[Dataset records about object locations]
----------------------------------------
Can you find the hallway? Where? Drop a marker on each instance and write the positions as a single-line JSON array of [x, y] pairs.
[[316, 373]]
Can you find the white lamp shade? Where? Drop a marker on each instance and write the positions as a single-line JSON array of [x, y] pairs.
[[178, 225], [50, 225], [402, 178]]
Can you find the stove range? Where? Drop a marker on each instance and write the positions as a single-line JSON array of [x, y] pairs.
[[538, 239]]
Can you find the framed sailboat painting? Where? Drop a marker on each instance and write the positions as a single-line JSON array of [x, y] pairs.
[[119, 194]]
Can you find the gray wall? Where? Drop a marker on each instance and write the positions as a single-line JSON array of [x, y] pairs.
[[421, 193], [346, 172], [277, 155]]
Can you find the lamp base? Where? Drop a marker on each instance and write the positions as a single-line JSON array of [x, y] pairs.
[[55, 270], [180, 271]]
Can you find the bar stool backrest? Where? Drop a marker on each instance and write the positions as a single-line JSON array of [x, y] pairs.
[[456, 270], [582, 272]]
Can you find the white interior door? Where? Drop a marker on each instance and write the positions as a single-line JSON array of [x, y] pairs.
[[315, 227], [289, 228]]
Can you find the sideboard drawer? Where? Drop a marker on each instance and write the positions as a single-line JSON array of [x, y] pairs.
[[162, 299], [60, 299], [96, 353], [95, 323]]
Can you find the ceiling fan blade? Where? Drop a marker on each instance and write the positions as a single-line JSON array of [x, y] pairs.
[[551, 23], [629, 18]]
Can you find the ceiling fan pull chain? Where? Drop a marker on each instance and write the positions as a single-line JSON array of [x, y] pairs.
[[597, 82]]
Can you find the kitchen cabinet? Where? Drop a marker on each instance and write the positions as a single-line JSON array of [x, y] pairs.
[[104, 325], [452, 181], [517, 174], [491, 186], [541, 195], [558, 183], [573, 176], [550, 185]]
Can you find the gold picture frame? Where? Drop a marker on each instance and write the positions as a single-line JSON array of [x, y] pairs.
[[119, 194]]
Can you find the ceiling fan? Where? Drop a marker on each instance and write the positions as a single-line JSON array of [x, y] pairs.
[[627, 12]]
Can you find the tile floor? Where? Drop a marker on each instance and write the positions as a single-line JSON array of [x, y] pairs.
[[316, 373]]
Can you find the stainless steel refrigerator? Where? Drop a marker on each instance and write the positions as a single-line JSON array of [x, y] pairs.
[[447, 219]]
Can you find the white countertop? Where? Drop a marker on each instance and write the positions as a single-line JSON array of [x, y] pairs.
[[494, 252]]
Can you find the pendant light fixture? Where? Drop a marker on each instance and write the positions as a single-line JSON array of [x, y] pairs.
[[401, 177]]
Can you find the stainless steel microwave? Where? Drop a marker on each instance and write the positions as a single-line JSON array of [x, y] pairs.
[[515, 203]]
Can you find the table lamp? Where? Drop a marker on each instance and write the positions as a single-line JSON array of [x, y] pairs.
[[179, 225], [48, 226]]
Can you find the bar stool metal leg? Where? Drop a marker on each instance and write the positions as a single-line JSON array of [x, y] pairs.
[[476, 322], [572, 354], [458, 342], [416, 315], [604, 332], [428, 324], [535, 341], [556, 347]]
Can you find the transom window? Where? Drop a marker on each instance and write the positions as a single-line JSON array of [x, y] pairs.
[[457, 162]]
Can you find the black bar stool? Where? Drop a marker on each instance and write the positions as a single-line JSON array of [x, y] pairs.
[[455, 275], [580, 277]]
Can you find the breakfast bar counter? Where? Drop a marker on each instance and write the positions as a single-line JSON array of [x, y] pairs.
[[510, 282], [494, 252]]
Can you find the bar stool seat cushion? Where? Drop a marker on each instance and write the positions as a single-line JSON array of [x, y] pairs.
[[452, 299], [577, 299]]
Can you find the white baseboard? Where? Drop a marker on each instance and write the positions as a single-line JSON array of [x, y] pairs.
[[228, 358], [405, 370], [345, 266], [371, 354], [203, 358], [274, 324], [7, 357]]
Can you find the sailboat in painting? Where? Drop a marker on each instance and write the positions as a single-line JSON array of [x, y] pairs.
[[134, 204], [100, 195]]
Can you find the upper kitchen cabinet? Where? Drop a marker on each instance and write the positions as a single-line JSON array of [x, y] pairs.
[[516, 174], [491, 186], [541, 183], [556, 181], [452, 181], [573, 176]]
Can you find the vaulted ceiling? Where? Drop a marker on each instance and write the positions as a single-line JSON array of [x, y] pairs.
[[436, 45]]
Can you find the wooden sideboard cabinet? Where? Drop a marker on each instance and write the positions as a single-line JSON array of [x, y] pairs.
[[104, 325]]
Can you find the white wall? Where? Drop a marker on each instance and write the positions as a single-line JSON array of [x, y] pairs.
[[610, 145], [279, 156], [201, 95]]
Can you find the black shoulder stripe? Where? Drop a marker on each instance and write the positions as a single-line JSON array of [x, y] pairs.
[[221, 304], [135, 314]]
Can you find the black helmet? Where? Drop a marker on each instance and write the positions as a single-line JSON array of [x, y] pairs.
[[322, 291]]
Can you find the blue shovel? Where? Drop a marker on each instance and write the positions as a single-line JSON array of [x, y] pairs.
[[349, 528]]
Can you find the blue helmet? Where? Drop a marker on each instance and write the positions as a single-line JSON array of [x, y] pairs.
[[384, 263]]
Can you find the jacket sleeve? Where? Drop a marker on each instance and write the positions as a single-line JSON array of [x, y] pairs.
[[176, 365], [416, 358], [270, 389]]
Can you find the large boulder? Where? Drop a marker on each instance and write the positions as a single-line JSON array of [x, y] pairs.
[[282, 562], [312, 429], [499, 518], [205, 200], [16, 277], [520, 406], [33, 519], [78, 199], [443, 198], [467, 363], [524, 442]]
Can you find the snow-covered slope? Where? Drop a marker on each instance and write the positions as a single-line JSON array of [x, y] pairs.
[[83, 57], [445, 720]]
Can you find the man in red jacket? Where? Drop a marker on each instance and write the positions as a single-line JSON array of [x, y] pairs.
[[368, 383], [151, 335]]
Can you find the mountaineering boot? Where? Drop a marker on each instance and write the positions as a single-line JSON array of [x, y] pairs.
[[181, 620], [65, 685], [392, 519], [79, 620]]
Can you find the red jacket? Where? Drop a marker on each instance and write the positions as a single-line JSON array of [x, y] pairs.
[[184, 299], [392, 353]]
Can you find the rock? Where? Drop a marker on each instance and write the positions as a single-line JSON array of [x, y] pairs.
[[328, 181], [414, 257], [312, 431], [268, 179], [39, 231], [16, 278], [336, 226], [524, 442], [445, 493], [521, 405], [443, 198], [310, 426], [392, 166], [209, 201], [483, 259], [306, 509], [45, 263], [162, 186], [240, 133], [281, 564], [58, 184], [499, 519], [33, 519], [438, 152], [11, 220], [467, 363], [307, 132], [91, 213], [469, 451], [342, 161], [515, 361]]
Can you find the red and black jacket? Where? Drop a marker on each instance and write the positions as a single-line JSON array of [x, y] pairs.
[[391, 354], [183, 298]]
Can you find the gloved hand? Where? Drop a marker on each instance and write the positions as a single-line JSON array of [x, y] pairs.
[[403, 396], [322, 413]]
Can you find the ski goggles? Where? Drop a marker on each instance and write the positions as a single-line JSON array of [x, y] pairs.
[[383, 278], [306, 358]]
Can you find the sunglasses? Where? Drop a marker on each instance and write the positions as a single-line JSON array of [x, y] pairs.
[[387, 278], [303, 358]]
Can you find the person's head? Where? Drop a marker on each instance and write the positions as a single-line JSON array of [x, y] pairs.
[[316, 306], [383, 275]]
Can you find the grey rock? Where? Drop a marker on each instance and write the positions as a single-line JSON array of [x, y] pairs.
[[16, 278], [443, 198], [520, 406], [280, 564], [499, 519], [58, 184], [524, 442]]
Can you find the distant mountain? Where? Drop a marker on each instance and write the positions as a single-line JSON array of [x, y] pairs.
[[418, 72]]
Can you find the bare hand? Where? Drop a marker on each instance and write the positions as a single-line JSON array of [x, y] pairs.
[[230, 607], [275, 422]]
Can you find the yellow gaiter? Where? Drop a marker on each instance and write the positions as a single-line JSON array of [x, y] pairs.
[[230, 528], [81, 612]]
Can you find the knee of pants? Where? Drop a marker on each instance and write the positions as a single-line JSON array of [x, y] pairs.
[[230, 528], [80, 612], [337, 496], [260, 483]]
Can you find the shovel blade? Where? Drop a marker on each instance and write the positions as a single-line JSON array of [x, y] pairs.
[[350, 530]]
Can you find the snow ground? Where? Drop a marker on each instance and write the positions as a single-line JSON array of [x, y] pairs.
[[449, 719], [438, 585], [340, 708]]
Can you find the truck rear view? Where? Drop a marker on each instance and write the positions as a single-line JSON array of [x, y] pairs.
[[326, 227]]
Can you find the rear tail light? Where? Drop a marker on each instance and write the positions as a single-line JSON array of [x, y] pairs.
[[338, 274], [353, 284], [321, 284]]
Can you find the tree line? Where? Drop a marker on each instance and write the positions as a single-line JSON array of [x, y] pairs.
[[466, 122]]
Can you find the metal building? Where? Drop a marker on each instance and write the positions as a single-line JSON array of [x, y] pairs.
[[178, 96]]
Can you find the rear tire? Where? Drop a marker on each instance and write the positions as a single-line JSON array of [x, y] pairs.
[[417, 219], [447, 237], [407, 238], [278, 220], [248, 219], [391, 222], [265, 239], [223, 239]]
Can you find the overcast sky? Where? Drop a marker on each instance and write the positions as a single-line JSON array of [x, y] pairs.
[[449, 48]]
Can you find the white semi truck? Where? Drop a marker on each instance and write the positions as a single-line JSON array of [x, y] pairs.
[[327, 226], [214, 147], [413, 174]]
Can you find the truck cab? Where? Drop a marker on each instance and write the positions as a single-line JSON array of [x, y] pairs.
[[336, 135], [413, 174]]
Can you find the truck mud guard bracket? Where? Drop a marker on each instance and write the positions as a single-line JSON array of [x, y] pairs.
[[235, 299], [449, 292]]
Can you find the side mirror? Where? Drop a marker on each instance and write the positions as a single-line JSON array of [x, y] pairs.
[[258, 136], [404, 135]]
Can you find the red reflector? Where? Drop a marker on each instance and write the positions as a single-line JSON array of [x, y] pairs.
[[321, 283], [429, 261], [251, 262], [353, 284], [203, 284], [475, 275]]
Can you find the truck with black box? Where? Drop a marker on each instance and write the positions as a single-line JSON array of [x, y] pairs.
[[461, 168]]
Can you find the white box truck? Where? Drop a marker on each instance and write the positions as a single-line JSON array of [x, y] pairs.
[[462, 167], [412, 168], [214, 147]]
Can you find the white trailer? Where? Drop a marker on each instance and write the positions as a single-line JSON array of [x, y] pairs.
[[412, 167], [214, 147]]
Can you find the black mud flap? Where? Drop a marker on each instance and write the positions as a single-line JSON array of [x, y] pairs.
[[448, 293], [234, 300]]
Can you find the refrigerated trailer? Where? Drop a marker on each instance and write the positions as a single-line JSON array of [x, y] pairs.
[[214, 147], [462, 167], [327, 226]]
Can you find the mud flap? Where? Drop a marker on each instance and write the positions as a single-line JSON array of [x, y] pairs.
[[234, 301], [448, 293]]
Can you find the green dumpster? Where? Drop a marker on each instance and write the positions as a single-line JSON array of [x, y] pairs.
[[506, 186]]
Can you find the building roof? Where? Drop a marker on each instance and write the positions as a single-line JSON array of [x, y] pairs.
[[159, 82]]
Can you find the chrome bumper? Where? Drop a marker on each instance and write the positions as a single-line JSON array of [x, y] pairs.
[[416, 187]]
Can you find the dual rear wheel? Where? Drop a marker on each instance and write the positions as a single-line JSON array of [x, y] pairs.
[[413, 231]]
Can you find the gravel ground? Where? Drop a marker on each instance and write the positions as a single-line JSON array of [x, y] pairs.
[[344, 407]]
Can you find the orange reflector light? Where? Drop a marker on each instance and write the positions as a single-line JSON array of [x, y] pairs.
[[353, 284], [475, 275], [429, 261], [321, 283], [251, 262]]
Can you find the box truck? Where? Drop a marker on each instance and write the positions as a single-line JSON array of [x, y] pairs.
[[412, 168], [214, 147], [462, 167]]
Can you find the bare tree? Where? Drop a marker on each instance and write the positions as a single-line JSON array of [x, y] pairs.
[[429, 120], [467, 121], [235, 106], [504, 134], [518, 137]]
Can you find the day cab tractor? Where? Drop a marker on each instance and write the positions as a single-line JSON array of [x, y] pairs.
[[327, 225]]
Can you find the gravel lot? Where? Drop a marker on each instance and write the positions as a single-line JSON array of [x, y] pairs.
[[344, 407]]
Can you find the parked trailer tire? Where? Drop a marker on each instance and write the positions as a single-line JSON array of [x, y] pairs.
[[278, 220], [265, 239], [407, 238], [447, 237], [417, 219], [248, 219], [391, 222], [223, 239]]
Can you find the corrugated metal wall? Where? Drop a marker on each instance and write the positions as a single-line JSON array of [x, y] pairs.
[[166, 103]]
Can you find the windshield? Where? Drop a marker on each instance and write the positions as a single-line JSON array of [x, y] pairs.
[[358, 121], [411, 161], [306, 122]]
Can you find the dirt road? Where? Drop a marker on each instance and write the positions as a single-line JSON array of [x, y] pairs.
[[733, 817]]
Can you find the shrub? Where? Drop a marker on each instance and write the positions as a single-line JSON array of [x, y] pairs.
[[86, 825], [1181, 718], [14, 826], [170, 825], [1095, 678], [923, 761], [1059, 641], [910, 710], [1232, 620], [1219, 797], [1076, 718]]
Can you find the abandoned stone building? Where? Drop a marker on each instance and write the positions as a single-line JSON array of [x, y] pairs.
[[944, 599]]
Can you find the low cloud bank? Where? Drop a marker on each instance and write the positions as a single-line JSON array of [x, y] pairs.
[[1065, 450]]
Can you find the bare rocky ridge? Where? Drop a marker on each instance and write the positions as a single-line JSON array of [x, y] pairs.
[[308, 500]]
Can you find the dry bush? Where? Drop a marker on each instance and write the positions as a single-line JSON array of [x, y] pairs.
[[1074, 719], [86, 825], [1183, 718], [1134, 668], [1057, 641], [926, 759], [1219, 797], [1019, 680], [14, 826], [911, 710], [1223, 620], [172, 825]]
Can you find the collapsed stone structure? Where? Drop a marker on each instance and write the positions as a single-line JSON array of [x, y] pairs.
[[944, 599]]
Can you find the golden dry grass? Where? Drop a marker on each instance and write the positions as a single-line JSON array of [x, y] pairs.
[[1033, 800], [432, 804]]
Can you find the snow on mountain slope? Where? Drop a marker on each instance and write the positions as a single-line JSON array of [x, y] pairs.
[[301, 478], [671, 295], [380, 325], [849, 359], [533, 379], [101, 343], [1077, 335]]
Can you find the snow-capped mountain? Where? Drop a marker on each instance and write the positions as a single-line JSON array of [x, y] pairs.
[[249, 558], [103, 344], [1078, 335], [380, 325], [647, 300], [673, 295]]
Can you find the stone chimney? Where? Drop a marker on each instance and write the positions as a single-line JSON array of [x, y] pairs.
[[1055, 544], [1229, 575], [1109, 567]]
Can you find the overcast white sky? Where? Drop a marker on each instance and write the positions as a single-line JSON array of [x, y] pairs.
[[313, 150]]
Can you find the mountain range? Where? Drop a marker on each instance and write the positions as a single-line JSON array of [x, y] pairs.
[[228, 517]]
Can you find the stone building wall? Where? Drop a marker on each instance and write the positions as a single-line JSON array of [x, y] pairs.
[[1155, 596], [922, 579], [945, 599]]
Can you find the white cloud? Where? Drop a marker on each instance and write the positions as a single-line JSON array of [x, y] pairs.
----------------------------------------
Repeat exactly the lines starting at the line with "Can you find the snow on" and ending with the final line of the entries. Include nothing else.

#### Worked solution
Can you find the snow on mountain slope? Where? Drop a marker on each instance and write the positions as a single-line JSON array of [x, y] pairs.
[[301, 478], [671, 295], [380, 325], [849, 359], [533, 379], [101, 343], [1077, 335]]
Can you find the snow-capped mountain? Where? Drop a marker on each instance and write the positions as a single-line JSON array of [x, y] pairs.
[[249, 558], [103, 344], [1078, 335], [380, 325], [647, 300], [673, 295]]
Can you find the stone chimney? Where? Drop a marker on each instance and write the positions as a single-line JSON array of [x, y] pairs.
[[1055, 544], [1229, 575], [1109, 567]]
Can you find the overcast white sky? Where? Drop a marker on each instance and write the positions as a single-line JSON array of [x, y] pairs.
[[313, 150]]
Can you find the mountain range? Where? Drop a marker on each instance and write the positions as a single-line JSON array of [x, y] pairs.
[[228, 517]]
Can you find the stone building wall? Where? Drop a marker on each instance and write the positions as a single-line JSON array of [x, y] pairs.
[[1155, 596], [922, 579], [945, 599]]
Can you find the white cloud? Where? Drop a marker on each instance and write the positions as a single-line JSON array of [x, y] pairs.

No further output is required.